TO BE DONE — Rewrite the listing below, replacing "Guideline" with "Instruction" everywhere it appears and leaving everything else as it is.

PROVIDED INFORMATION —
::::

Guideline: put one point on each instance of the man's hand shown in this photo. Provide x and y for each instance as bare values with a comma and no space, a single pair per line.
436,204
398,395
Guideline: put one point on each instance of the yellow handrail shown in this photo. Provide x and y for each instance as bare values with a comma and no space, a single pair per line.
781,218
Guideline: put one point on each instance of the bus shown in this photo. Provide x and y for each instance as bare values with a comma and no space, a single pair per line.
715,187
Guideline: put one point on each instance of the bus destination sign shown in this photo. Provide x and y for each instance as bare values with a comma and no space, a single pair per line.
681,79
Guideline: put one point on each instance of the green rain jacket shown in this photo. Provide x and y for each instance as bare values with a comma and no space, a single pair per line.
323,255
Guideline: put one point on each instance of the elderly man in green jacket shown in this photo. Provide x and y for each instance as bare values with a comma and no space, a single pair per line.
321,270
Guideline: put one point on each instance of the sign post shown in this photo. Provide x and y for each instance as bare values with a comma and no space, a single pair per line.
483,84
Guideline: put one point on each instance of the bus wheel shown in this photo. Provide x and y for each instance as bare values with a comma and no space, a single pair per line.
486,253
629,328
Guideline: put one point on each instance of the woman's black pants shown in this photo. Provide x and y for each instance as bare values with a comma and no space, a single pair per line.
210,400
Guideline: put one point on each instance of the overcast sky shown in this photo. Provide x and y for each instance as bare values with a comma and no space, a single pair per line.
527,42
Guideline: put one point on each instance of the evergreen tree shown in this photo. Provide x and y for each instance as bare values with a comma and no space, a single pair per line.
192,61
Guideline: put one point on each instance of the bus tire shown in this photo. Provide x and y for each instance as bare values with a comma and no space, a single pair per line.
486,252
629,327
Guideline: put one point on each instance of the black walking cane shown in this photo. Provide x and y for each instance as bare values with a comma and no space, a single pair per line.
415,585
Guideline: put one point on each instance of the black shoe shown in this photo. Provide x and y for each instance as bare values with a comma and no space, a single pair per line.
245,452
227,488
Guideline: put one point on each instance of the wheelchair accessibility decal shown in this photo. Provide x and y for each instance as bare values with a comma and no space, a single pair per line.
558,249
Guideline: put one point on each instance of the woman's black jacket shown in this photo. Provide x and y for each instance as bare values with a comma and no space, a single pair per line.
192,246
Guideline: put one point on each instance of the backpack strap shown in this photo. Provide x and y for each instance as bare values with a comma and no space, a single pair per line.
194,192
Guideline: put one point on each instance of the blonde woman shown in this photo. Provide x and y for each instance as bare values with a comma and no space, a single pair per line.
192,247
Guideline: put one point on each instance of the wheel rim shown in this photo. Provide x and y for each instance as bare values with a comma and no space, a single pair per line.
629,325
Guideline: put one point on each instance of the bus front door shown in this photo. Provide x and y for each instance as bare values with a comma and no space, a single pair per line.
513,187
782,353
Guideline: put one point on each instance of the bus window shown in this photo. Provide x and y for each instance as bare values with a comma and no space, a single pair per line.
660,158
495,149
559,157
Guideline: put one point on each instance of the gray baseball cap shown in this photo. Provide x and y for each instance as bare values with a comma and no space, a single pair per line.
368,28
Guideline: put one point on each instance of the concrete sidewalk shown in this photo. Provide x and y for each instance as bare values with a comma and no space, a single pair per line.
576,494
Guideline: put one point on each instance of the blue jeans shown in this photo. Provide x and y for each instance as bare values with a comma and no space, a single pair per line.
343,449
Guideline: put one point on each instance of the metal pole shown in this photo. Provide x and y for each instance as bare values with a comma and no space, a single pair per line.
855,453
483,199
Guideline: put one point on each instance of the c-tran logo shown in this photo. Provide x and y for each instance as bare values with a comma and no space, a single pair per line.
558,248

::::

ANSWER FOR THE TASK —
Instruction: put one point on each instance of the man's hand shown in this photo. Provide x and y for each instance as bare values with a comma and no space, a single pair per line.
436,204
398,395
Instruction: put one point on each instance of the yellow handrail shown in this photo. Provide x and y for each instance as bare values with a comma and no space, a single pair per line.
781,218
Instruction: put one point on each instance of the bus shown in this photo. Provide x and y for each instance as bare values with a comma and no space, a single pair per line.
715,187
Instruction: put one point on each instance of the bus destination sign shown in this photo. Provide x and y for each instance as bare values with a comma and no space, a single pair per line.
681,79
Instruction: put one point on each instance of the green rain jacket shown in this photo. Provide x and y for each instance as bare values with a comma and no space, a single pair per line.
323,255
Instruction: put one point on each instance of the elderly man in green jacket shown in this photo. Provide x and y for each instance as bare values with a comma and no space, a single pair per line.
321,270
Instruction: put one point on each instance of the sign post shown in this photo. Provide x and y for each instance as bare values with a comma and no space, a single pair per line.
483,84
Instruction: put one point on each instance of the bus wheel shown in this photo. Provide x and y for each instance as bare values with a comma and no space, a single pair per line.
486,253
629,328
Instruction: put one point on each instance of the woman's black pants shown in this photo. Provide x and y for each instance as bare values with a comma and no space, a single pair per line.
210,400
Instruction: put one point on each instance of the overcast sky shown in this photo. Provide x and y for each instance as bare values with a comma and no space, a single pair per line.
527,42
Instruction: put one point on each instance of the evergreen tree shown in this photo. Provide x and y for each instance as bare values with a comma and no space, a single pair per line.
192,61
Instruction: put one point on each instance of the bus tire shown in this photo. Provide x and y for each instance as bare values with a comma and no space, a single pair per line.
486,252
629,327
Instruction: put one point on each instance of the black walking cane shown in this photo. Provide x and y for each instance as bare values with a comma and no space, a single pair per line.
415,585
Instruction: put one point on each instance of the black shoe shown in this photo. Provide x and y for each instance as bare values with a comma and no space, a single pair per line.
245,452
227,488
Instruction: put one point on each instance of the wheelchair accessibility decal shown in this photo. Provide x and y for each instance as bare values with a comma and no space, a single pair per line.
558,249
Instruction: put one point on each instance of the woman's black jacket shown in this photo. Provide x and y for each instance as bare values with a comma and no space, a single pair per line.
192,246
Instruction: put one point on each instance of the backpack strap shown in this photo. Provide x and y for each instance as bare values with a comma and no space, a single pair per line.
194,192
Instruction: put one point on each instance of the blonde woman shown in this photo. Provide x and y for each instance as bare values with a comma and no space, a single pair per line.
192,247
Instruction: put one point on each instance of the wheel rim shown in this photo. Provide x and y for each instance as bare values with a comma and no space, a single pair per line.
629,325
Instruction: put one point on each instance of the bus front door shown in this photo. Provide x and y for each instance as bare values with a comma and no space, a single pair per line.
513,187
782,353
Instruction: put one point on each instance of the bus window shown in this photo. Provide x and y for each instance as bare values with a comma and no space, a single pair per line.
660,158
495,149
559,157
Instruction: put one point on each instance of the gray baseball cap shown in this photo. Provide x and y for each instance as bare values with a comma and no space, a single pair per line.
368,28
Instruction: put one point on each instance of the concrete sidewalk shown in this photo. Provide x and y for each instance as bare values with a comma and no space, a single pair per line.
576,494
Instruction: put one point on each instance of the blue jeans shown in this photo. Provide x and y for each instance as bare values with a comma and no space, a single pair per line.
343,449
Instruction: put one point on each instance of the metal pole shown in this photo. Provide x and y for each instance as bare values with a comma and no space, a single pair per line.
855,453
483,199
Instruction: put one point on each instance of the c-tran logo shown in this photo. Provide x and y for each instance as bare values with a comma and no space, a single pair per line.
558,248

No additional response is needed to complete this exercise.